━━━ DATASET CONTENT
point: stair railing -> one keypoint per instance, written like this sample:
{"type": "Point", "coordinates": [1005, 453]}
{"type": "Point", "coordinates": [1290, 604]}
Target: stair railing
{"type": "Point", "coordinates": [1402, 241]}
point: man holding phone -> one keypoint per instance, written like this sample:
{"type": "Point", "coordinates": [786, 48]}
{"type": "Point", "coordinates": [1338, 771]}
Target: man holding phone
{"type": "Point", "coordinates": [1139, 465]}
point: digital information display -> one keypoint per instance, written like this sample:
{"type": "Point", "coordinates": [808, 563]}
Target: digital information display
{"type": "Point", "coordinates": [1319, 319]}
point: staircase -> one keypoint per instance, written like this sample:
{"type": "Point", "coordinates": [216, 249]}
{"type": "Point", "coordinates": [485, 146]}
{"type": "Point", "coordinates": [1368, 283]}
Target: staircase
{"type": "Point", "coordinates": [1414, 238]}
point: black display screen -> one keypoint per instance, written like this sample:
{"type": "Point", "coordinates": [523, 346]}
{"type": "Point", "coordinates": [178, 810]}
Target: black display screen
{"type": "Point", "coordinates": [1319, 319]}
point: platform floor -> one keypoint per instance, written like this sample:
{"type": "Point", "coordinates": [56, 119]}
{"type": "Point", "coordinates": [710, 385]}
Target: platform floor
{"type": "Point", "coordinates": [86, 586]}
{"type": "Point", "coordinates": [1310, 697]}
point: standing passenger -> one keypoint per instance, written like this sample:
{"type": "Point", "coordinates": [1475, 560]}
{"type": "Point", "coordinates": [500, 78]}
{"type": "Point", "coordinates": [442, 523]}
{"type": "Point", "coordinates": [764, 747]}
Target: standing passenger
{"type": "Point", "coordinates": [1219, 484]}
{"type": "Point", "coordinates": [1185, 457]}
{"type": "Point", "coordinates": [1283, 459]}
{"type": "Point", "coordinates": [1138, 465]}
━━━━━━
■ **WRITTEN TASK**:
Rewrite every line of the listing above as a JSON list of strings, one string per line, leaving out any blank lines.

■ **COMPLETE OUTPUT**:
[
  "point: stair railing -> one keypoint per instance, written like this sample:",
  "{\"type\": \"Point\", \"coordinates\": [1005, 453]}",
  "{\"type\": \"Point\", \"coordinates\": [1290, 604]}",
  "Target: stair railing",
  "{\"type\": \"Point\", \"coordinates\": [1402, 241]}",
  "point: man holding phone -> one keypoint per instance, written like this sample:",
  "{\"type\": \"Point\", \"coordinates\": [786, 48]}",
  "{\"type\": \"Point\", \"coordinates\": [1338, 771]}",
  "Target: man holding phone",
  "{\"type\": \"Point\", \"coordinates\": [1139, 465]}",
  "point: digital information display -> one keypoint per instance, written like this sample:",
  "{\"type\": \"Point\", \"coordinates\": [808, 563]}",
  "Target: digital information display",
  "{\"type\": \"Point\", \"coordinates\": [1319, 319]}",
  "point: staircase -> one keypoint per instance, written like this sample:",
  "{\"type\": \"Point\", \"coordinates\": [216, 249]}",
  "{\"type\": \"Point\", \"coordinates\": [485, 146]}",
  "{\"type\": \"Point\", \"coordinates\": [1368, 283]}",
  "Target: staircase",
  "{\"type\": \"Point\", \"coordinates\": [1414, 238]}",
  "point: black display screen -> one keypoint per instance, written like this sample:",
  "{\"type\": \"Point\", \"coordinates\": [523, 346]}",
  "{\"type\": \"Point\", \"coordinates\": [178, 810]}",
  "Target: black display screen",
  "{\"type\": \"Point\", \"coordinates\": [1319, 319]}",
  "point: platform floor -> one keypoint per instance, written like this sample:",
  "{\"type\": \"Point\", \"coordinates\": [56, 119]}",
  "{\"type\": \"Point\", \"coordinates\": [710, 385]}",
  "Target: platform floor",
  "{\"type\": \"Point\", \"coordinates\": [86, 586]}",
  "{\"type\": \"Point\", \"coordinates\": [1310, 697]}",
  "point: standing passenger -> one keypoint per instance, written like this sample:",
  "{\"type\": \"Point\", \"coordinates\": [1475, 560]}",
  "{\"type\": \"Point\", \"coordinates\": [500, 78]}",
  "{\"type\": \"Point\", \"coordinates\": [442, 523]}",
  "{\"type\": \"Point\", \"coordinates\": [764, 747]}",
  "Target: standing passenger",
  "{\"type\": \"Point\", \"coordinates\": [1219, 484]}",
  "{\"type\": \"Point\", \"coordinates\": [1185, 457]}",
  "{\"type\": \"Point\", \"coordinates\": [1283, 459]}",
  "{\"type\": \"Point\", \"coordinates\": [1138, 465]}"
]